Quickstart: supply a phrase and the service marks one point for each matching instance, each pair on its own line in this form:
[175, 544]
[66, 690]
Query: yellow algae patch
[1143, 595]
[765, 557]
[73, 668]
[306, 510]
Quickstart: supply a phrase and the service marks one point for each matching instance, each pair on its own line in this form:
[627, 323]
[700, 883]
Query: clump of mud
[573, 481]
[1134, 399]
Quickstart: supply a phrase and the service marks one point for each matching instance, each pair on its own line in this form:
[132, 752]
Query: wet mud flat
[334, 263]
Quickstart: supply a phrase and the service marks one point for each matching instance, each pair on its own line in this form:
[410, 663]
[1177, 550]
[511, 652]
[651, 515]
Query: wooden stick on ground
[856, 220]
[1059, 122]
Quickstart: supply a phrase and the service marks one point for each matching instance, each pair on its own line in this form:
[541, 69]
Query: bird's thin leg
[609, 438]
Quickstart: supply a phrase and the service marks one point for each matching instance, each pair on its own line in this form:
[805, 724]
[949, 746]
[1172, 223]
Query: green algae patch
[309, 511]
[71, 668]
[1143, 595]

--

Task to complete: Retype the entire listing exactly.

Response below:
Quickstart: supply a phrase and the service marks one point for each matching instance, each pair on its own line in this form:
[175, 544]
[66, 690]
Query: yellow algae patch
[1143, 595]
[765, 557]
[73, 668]
[306, 510]
Quickstart: supply a phrase and the service marks one point for each matching instance, each pair on its own line in this form:
[627, 323]
[700, 883]
Query: clump of mud
[573, 481]
[1134, 399]
Quickstart: supply a phrase and the service marks one point for each matching instance, each pair on its own line in this form:
[132, 752]
Query: wet mud flat
[334, 263]
Quickstart: supply a phrase and the service marks one point for each matching instance, each pair on its own line in this form:
[410, 663]
[1177, 550]
[511, 652]
[651, 515]
Query: wooden stick on ground
[856, 220]
[1059, 122]
Quickstart: supply a phrase and the service marks one point for each matching instance, each pair on its own line in this form:
[541, 69]
Query: bird's thin leg
[609, 438]
Quickstart: supply a phrase and the service marks one point for each matching instance, each pair on its own line in this form:
[805, 724]
[949, 746]
[1172, 223]
Query: green algae patch
[309, 511]
[71, 668]
[1143, 595]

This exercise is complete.